── Excerpt to read

Brazilian Samba Jeans
Made in Brazil: Jeans and Identity Export to the Global Fantasy Market
Dr. Szilvia Simai-Mesquita
Political Psychology, University of London and affiliated to Institute of Advanced Studies, University of Sao Paulo, Brazil
Following on from the first working paper of the research project "Made in Brazil: Jeans and Identity Export to the Global Fantasy Market", in which I engaged with the theme of Brazilian Samba Jeans image creation, identity and representation in relation to certain ethical considerations (please see below), the second phase of my research explores the development of tropical jeans using a feminist approach in order to study female constructions of tropical sensuality in the city of Fortaleza, Brazil. Fortaleza is situated in the north-eastern part of Brazil, and has an international reputation for being a tropical paradise. The ethnographic fieldwork runs from January to July 2009 in Fortaleza. The study reveals the paradox of a locally constructed tropical sensuality, which, instead of emphasizing body parts by wearing summery clothes, tends to hide them, and is much closer to European continental trends in female clothing than to, for instance, other touristic, seaside-city clothing styles, such as that of Rio de Janeiro. While in Rio shorts, Bermudas and miniskirts are widely worn, in hot Fortaleza only tourists dress this way. Local women have developed a female tropical sensuality which seems to reflect a rather misplaced set of ideas in a "tropical paradise". From the dialectic of the erotic and the chaste (Fred Davis, 1994), it is presumed that women imaginary in this region chose a form of "playing hide and seek with their body" (Betty Goodwin, 1989) to construct an imaginary on tropical sensuality. Having said this, tropical jeans are found here in the form of long trousers, not shorts or miniskirts, as one would expect. It is speculated that this is either (i) a female defence mechanism in a region that is widely known to be male-dominated and patriarchal, or (ii) an expression of a post-colonial adherence to European fashion trends. My research will also study how this form of tropical sensuality affects those foreign women who stay for relatively long periods (more than a month) in Fortaleza.

────

*Instruction 1:* The project summary calls the tropical sensuality built by women in Fortaleza a paradox. Explain in one to three sentences why, using only what the summary states.
*Instruction 2:*
Decide whether each statement agrees with the project summary. Answer yes or no for each, and quote the deciding words of the summary.
(a) The ethnographic fieldwork in Fortaleza runs from January to July 2009.
(b) Local women in Fortaleza commonly wear shorts and miniskirts.
(c) The research will study foreign women who stay in Fortaleza for less than a month.

── Dataset extract

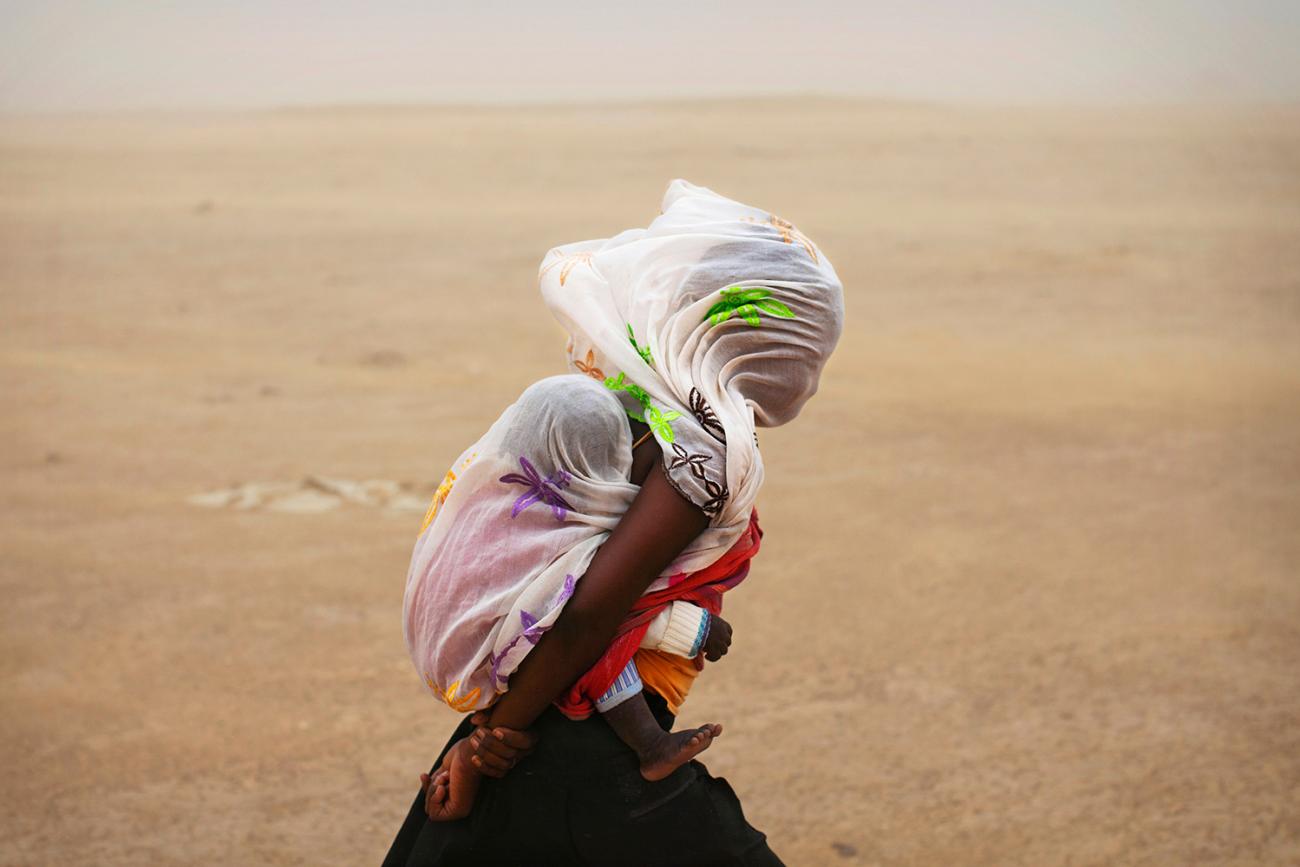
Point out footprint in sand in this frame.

────
── Dataset extract

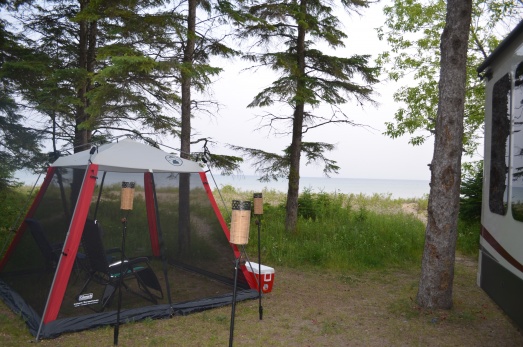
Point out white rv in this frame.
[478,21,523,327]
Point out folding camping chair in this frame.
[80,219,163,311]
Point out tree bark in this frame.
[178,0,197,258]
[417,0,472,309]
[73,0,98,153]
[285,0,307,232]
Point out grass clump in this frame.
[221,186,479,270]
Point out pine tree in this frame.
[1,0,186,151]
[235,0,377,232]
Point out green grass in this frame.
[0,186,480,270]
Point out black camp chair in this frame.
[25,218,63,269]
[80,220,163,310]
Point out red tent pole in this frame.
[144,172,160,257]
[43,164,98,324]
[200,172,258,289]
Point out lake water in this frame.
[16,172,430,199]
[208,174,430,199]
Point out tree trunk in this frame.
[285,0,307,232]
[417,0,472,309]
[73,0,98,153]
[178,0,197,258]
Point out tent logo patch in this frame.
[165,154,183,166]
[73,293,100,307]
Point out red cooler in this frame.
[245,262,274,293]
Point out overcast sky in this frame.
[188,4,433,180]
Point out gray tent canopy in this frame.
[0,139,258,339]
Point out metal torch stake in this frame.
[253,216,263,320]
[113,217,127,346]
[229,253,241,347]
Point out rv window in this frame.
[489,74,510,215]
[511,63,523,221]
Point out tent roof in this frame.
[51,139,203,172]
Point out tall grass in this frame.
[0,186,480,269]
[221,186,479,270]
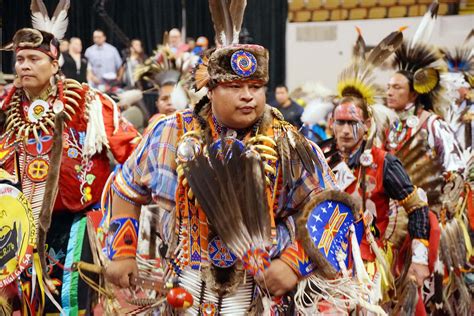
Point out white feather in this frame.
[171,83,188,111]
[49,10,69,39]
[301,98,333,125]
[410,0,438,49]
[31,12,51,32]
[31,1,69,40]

────
── Dataset extract

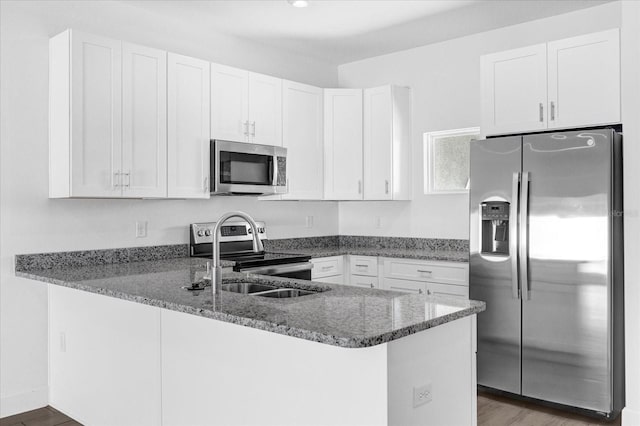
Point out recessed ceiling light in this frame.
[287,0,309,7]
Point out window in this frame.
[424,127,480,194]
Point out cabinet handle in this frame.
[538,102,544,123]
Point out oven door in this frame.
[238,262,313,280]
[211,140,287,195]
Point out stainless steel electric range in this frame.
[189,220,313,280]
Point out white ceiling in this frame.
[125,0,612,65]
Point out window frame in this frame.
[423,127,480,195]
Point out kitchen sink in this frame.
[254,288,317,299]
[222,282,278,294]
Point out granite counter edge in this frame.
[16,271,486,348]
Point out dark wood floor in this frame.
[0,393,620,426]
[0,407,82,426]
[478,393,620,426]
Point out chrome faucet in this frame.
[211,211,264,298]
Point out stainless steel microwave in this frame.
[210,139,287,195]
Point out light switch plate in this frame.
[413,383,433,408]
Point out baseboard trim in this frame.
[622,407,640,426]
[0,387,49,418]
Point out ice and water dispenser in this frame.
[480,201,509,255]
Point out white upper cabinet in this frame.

────

*Exercise solution 1:* It is a paradox because this locally constructed tropical sensuality, instead of emphasizing body parts by wearing summery clothes, tends to hide them. It is therefore much closer to European continental trends in female clothing than to the styles of other touristic seaside cities such as Rio de Janeiro.

*Exercise solution 2:*
(a) Yes: "The ethnographic fieldwork runs from January to July 2009 in Fortaleza."
(b) No: "in hot Fortaleza only tourists dress this way."
(c) No: "those foreign women who stay for relatively long periods (more than a month) in Fortaleza."